Texte donné |
Celui qui suit la course des astres ignore peut-être ce qui se passe chez lui. Celui qui résout les problèmes les plus ardus n’a pas de solution pour le problème de sa vie. Et il y a celui qui, cherchant le pourquoi de toutes choses, ne s’est pas cherché lui-même.
Car la sagesse qui vient de Dieu peut atteindre aussi bien l’humble laboureur pendant le jour et l’astronome la nuit, et elle dure à jamais. Mais la sagesse de l’homme change avec chaque époque et avec chaque époque elle meurt. Telles des fleuves vers la mer, les sciences convergent vers le mystère de la matière et de la force.
Ainsi comme le chien guide l’aveugle, celui qui ne sait rien est l’appui et le soutien de celui qui croit savoir beaucoup mais qui ne voit rien. Car il ne comprend pas que le monde est une barque refaisant sans cesse le même voyage et que seuls les voyageurs changent. Il ne voit pas les âmes qui s’envolent en ruchée après un nouvel apprentissage. Et il cherche le bien et le progrès dans ce qui reste au fond de la barque.
VIII
Mais Jésus a enseigné aux Occidentaux que la misère serait détruite par l’Amour.
Après Lui, soixante générations se sont succédé et soixante générations ont essayé de détruire sa doctrine. Vous avez écrit des milliers de livres, vous avez rendu hommage à des centaines de sages, vous avez inventé des mots et des systèmes pour expliquer le bien et le mal. Mais la misère persiste et chaque siècle voit augmenter votre confusion.
Il est vrai que Jésus est crucifié avec les clous de votre égoïsme. Mais un jour il faudra que vous Le descendiez de la croix et que vous Le laissiez vivre parmi vous.
Vous tuez votre semblable. Tuez plutôt les perfidies qui s’enroulent comme des serpents autour de votre cœur.
Vous éclairez les temples et vous vous prosternez devant des images. Éclairez votre conscience. Agenouillez-vous devant les victimes de votre perversité.
Vous pleurez Jésus; mais vous ne Le connaissez point, car si vous Le connaissiez, vous sauriez qu’Il n’est pas mort et qu’Il ne mourra jamais. Pleurez sur vous-mêmes; attendrissez votre cœur avec vos larmes.
L’amour peut tout et doit améliorer la vie.
L’amour couvrira de fleurs les tristes murs de votre demeure et les oiseaux des forêts y feront leurs nids.
Mais les oiseaux, gais et bons, s’enfuient à votre approche; s’ils ne peuvent s’envoler, ils se cachent, et s’ils ne peuvent se cacher, ils tremblent, car vous n’aimez pas.
On parle du bien, de la vérité, de la beauté, mais tout est amour, et sans amour vous ne connaîtrez rien intégralement.

Entrées d'un jeu de données de pointage
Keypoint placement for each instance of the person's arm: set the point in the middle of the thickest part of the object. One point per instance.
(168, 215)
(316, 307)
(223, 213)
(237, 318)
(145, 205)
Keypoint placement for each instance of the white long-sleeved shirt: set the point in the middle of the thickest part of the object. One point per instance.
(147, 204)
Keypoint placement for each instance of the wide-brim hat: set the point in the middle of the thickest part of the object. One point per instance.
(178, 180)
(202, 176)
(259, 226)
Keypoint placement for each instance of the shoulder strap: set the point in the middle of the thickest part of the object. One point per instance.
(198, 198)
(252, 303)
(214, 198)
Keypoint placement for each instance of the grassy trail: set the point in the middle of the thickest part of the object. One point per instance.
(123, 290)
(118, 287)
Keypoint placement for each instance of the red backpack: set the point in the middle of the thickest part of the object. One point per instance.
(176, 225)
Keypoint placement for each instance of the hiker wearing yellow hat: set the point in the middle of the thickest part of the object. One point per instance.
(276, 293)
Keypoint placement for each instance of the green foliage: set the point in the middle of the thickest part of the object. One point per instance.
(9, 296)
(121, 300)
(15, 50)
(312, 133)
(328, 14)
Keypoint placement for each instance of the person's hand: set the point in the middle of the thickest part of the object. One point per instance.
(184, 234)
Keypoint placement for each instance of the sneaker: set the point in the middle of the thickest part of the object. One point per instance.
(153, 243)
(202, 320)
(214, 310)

Travail à faire | Dans le texte sur l'amour et la sagesse, redites plus court le paragraphe qui commence par « Après Lui, soixante générations », sans perdre ses faits principaux.

Résultat | Depuis Jésus, soixante générations ont voulu détruire sa doctrine. Vous avez écrit des milliers de livres, honoré des centaines de sages et inventé des mots et des systèmes pour expliquer le bien et le mal. Pourtant la misère reste, et votre confusion grandit à chaque siècle.